Document extract:
Ethiopian Australians are immigrants from Ethiopia to Australia and their descendants. However, as Ethiopia is a multi-ethnic country with significant inter-ethnic tensions, not all individuals from Ethiopia accept the label "Ethiopian", instead preferring to identify by their ethnic group. In particular, various Oromo people use the term 'Oromo Australian' instead. In contrast, there are many individuals who prefer to label themselves as Ethiopian Australians. This is because they oppose labelling themselves based on their ethnicity as they see it as divisive and politicising their ethnic identity. This is common among the Amharic-speaking community along with ethnically mixed individuals, compared to others who stand by their ethnic identity.

Migration history
Ethiopian refugees who would eventually settle in Australia began flowing out of their home country as early as the 1970s, when the Derg came to power. They lived in refugee camps in neighbouring countries, mainly Sudan and Kenya, some for as long as 20 years before they found a country willing to resettle them. More left as refugees after Eritrea gained independence in 1993. The United States, rather than Australia, was the first-choice destination for most refugees; as a result, the Ethiopians in Australia tend to have less educational background and occupational skills than Ethiopian populations who relocated elsewhere.

Late in the following year, 350 more Ethiopians from the Abu Rakham camp in Sudan, largely single or widowed mothers and their families, were resettled in Australia. These were mostly Christians of Amhara and Tigray descent.

Goals:
#1 Rewrite the passage on Ethiopian Australians from "Migration history" up to and including "and Tigray descent.", replacing "refugees" with "displaced people".
#2 Extend the passage on Ethiopian Australians by writing the next part, picking up after its final sentence.
The listing that comes next is separate material and has no connection to the passage on Ethiopian Australians.

Recorded information:
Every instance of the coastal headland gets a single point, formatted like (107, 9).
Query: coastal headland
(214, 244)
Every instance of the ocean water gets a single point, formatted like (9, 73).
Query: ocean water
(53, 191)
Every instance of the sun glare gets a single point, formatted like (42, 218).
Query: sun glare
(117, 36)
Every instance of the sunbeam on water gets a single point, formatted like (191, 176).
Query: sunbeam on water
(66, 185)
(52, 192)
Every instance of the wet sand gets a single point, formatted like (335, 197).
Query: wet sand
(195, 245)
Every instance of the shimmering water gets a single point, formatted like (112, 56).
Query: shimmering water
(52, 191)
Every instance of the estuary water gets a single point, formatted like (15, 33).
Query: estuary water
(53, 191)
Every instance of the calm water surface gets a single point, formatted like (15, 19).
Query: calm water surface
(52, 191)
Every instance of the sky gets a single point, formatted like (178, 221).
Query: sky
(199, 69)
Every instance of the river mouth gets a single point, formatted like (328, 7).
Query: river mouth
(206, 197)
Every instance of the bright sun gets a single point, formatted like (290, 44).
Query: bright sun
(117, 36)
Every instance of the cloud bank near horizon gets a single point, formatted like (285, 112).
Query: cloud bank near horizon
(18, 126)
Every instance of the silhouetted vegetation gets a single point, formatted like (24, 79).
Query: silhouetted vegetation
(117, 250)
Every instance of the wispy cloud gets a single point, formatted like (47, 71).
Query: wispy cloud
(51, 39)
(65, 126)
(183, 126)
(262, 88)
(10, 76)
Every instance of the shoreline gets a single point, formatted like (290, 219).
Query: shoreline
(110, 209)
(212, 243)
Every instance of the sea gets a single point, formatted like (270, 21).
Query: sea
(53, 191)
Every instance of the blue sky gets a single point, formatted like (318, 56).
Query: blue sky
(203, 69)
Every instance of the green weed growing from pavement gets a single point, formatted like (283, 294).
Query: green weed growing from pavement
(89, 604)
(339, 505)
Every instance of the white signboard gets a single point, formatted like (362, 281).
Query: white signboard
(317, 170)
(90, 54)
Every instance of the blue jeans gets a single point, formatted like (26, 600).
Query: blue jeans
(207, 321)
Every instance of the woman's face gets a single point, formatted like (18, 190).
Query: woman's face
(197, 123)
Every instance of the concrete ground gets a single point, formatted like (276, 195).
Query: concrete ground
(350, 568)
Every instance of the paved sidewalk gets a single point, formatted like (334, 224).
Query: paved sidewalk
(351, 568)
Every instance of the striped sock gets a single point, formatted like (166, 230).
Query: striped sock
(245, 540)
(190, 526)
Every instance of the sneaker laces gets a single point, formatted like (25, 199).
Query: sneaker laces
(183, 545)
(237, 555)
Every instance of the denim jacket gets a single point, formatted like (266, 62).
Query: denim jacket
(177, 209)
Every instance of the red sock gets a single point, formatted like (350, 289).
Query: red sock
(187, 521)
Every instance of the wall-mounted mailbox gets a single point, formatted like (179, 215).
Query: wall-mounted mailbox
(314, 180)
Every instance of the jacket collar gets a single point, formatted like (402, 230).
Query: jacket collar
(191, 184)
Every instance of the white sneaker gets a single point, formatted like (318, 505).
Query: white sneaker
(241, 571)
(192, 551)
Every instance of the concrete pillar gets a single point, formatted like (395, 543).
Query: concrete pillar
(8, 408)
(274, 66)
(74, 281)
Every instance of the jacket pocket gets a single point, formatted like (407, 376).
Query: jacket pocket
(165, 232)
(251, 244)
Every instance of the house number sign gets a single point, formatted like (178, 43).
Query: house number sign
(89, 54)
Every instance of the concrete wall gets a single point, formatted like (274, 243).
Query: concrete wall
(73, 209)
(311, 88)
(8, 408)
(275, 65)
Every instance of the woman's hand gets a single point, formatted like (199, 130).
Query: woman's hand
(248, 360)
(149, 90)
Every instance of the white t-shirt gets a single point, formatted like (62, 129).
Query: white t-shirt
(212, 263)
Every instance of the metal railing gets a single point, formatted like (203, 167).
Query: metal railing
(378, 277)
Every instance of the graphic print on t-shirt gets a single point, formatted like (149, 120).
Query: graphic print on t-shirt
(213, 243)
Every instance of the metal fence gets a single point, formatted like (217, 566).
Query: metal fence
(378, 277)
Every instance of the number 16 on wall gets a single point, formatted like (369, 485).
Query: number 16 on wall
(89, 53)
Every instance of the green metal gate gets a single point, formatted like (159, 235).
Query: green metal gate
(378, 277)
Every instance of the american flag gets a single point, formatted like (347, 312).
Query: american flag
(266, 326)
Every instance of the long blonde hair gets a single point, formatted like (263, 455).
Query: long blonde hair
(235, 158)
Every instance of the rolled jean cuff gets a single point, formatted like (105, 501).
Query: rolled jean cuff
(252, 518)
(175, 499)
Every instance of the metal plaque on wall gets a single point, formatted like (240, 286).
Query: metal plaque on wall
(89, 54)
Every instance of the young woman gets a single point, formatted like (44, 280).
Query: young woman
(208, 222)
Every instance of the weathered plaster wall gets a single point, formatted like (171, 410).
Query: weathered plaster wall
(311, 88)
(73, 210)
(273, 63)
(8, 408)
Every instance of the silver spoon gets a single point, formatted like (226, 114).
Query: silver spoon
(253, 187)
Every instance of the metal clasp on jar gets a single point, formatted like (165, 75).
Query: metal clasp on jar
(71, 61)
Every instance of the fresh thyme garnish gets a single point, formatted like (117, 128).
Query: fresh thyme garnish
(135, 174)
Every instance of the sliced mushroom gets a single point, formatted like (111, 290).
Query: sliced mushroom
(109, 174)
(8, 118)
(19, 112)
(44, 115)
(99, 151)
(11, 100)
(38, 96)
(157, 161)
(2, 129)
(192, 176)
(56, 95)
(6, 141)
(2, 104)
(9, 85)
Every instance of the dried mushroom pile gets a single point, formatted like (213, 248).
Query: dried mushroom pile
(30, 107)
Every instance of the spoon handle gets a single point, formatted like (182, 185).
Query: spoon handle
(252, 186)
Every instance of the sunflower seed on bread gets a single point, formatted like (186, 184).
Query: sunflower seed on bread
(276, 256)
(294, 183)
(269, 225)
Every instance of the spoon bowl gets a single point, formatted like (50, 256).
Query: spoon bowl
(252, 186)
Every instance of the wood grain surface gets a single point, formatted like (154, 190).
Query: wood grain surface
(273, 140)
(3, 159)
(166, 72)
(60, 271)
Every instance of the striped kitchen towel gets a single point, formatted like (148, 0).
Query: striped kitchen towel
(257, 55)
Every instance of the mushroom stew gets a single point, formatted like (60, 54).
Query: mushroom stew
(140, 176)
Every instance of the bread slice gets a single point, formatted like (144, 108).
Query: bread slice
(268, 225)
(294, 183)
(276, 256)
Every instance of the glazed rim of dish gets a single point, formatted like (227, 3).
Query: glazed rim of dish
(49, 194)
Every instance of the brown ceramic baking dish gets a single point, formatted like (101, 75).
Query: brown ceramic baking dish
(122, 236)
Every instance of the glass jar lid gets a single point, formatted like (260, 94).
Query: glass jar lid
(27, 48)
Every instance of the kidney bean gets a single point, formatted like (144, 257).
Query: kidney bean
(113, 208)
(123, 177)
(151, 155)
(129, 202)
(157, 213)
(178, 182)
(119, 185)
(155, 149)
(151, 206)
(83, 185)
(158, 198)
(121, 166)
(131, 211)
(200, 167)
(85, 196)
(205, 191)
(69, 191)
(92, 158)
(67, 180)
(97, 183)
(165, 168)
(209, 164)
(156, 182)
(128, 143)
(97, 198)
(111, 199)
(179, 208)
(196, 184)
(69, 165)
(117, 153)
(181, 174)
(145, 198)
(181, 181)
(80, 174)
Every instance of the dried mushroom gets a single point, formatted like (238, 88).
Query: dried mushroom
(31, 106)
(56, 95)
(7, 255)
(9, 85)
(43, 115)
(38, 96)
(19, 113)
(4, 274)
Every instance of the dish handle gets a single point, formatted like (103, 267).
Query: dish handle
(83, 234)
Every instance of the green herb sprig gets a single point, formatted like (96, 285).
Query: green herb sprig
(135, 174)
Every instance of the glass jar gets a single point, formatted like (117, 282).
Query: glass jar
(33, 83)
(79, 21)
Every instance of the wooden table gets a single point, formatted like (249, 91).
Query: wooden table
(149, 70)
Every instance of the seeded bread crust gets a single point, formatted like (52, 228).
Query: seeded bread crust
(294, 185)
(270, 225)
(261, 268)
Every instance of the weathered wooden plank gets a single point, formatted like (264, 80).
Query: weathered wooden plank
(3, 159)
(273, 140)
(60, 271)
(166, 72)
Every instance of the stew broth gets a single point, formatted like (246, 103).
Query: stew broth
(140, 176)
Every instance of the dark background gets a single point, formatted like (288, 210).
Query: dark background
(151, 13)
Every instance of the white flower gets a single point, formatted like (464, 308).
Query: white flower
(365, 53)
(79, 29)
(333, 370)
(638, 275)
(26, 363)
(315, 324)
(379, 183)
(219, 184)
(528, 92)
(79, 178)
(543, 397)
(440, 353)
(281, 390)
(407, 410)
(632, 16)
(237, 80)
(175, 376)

Expected responses:
#1
Migration history
Ethiopian displaced people who would eventually settle in Australia began flowing out of their home country as early as the 1970s, when the Derg came to power. They lived in refugee camps in neighbouring countries, mainly Sudan and Kenya, some for as long as 20 years before they found a country willing to resettle them. More left as displaced people after Eritrea gained independence in 1993. The United States, rather than Australia, was the first-choice destination for most displaced people; as a result, the Ethiopians in Australia tend to have less educational background and occupational skills than Ethiopian populations who relocated elsewhere.

Late in the following year, 350 more Ethiopians from the Abu Rakham camp in Sudan, largely single or widowed mothers and their families, were resettled in Australia. These were mostly Christians of Amhara and Tigray descent.

#2
Numbers and distribution
According to the 2006 Australian census 5,633 Australians were born in Ethiopia while 5,600 claimed Ethiopian ancestry, either alone or with another ancestry. The similar figures for ancestry and place of birth are indicative of the very recent immigration of this group.

Australia's 2001 census found about 3,600 residents of the country who reported their place of birth as Ethiopia. This made them the 15th-largest group of Ethiopian-born people in a country outside of Ethiopia, ahead of the United Arab Emirates and behind Norway. About 85% of those lived in Melbourne, alongside communities of immigrants from other countries in the Horn of Africa, mainly Eritrea and Somalia; they are primarily settled in Footscray and neighbouring suburbs such as Ascot Vale, Braybrook, Flemington, Kensington, and Sunshine. Other communities of Ethiopians can be found in New South Wales and Tasmania.

Education and employment
According to the 2011 Census, 51.3 per cent of Ethiopia-born Australians 15 years and over in age had some form of higher non-school qualifications. 19.7 per cent of the Ethiopia-born aged 15 years and over were still attending an educational institution.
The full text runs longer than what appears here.